**Document text:**
※ ※ ※
If the tasks are the brains the instances are the muscle. Remember, that you are getting billed for these instances 24/7 even if they are not currently running any migration jobs.

resource "aws_dms_replication_instance" "instance" {
  replication_instance_class  = var.instance_class
  replication_instance_id     = "dms-${var.environment}-replication"
  allocated_storage           = 50
  availability_zone           = var.availability_zone
  replication_subnet_group_id = aws_dms_replication_subnet_group.instance.replication_subnet_group_id

  tags = {
    Name = "dms-${var.environment}-replication"
  }
}

resource "aws_dms_replication_subnet_group" "instance" {
  replication_subnet_group_description = "Subnets to use for dms-${var.environment}-replication instance"
  replication_subnet_group_id          = "dms-${var.environment}-replication"
  subnet_ids                           = data.aws_subnets.subnet.ids

  tags = {
    Name = "dms-${var.environment}-replication"
  }
}

secrets.tf

Notice we are creating the secret here but not providing it a value. We want to try to keep this as secure as possible by keeping it out of terraform state and our repos. I went back in and manually populated the information in the AWS console after the secret was built.

resource "aws_secretsmanager_secret" "db_connection_info" {
    name = "dms-${var.environment}-db-connection-info"
}

iam.tf

We need to be able to authenticate to our S3 Endpoint and also our Secret resource and this is the role we will use.

# Allow The DMS Service To Assume The Role
data "aws_iam_policy_document" "assume_role" {
  statement {
    effect = "Allow"

    principals {
      type        = "Service"
      identifiers = ["dms.amazonaws.com"]
    }

    actions = ["sts:AssumeRole"]
  }
}

# IAM Role To Assign To Our Instance
resource "aws_iam_role" "dms_dev_permissions" {
  name               = "dms-${var.environment}-dms-permissions"
  assume_role_policy = data.aws_iam_policy_document.assume_role.json
}

# Provides The Inline Policy To The Role
resource "aws_iam_role_policy" "inline_policy" {
  name   = "inline_policy"
  role   = aws_iam_role.dms_dev_permissions.id
  policy = data.aws_iam_policy_document.inline_policy.json
}

# DMS Role Inline Policy Document
data "aws_iam_policy_document" "inline_policy" {
  statement {
    sid = "DmsPermissions"
※ ※ ※
**Data shown:**
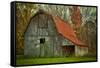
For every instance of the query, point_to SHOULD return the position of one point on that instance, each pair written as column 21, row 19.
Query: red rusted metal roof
column 67, row 31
※ ※ ※
**Exercise requirements:**
• 1. Name every resource type declared with a `resource` block in the DMS Terraform walkthrough.
• 2. In the DMS Terraform walkthrough, how much storage is allocated to the replication instance?
• 3. Pick up the DMS Terraform walkthrough at the point where it stops and keep writing.
The material isn't needed for any of this work.

**Answers to the problems:**
• 1.
aws_dms_replication_instance
aws_dms_replication_subnet_group
aws_secretsmanager_secret
aws_iam_role
aws_iam_role_policy

• 2. 50

• 3.
    actions = [
      "secretsmanager:GetSecretValue",
      "secretsmanager:DescribeSecret"
    ]
    resources = [aws_secretsmanager_secret.db_connection_info]
  }
  statement {
    sid = "DmsS3Permissions"
    actions = [
      "s3:PutObject",
      "s3:PutObjectAcl",
      "s3:ListBucket",
      "s3:GetBucketLocation",
      "s3:DeleteObject"
    ]
    resources = [
      "arn:aws:s3:::${var.target_bucket_name}",
      "arn:aws:s3:::${var.target_bucket_name}/*"
    ]
  }
}

table-mappings.json

This file uses several types of rules to specify the data source, source schema, data, and any transformations that should occur during the task. You can use table mapping to specify individual tables in a database to migrate and the schema to use for the migration.

{
    "rules": [
        {
            "rule-type": "selection",
            "rule-id": "015552122",
            "rule-name": "962748620",
            "object-locator": {
                "schema-name": "dbo",
                "table-name": "tbldev"
            },
            "rule-action": "include",
            "filters": []
        },
        {
            "rule-type": "selection",
            "rule-id": "962897620",
            "rule-name": "962849360",
            "object-locator": {
                "schema-name": "dbo",
                "table-name": "tbldev"
            },
            "rule-action": "include",
            "filters": []
        }
    ]
}

task-settings.json

A giant file that defines a lot of the task settings we want to configure.

{
    "Logging": {
        "EnableLogging": true,
        "EnableLogContext": true,
        "LogComponents": [
            {
                "Severity": "LOGGER_SEVERITY_DEFAULT",
                "Id": "TRANSFORMATION"
            },
            {
                "Severity": "LOGGER_SEVERITY_DEFAULT",
                "Id": "SOURCE_UNLOAD"
            },
            {
                "Severity": "LOGGER_SEVERITY_DEFAULT",
                "Id": "IO"
            },
            {
                "Severity": "LOGGER_SEVERITY_DEFAULT",
                "Id": "TARGET_LOAD"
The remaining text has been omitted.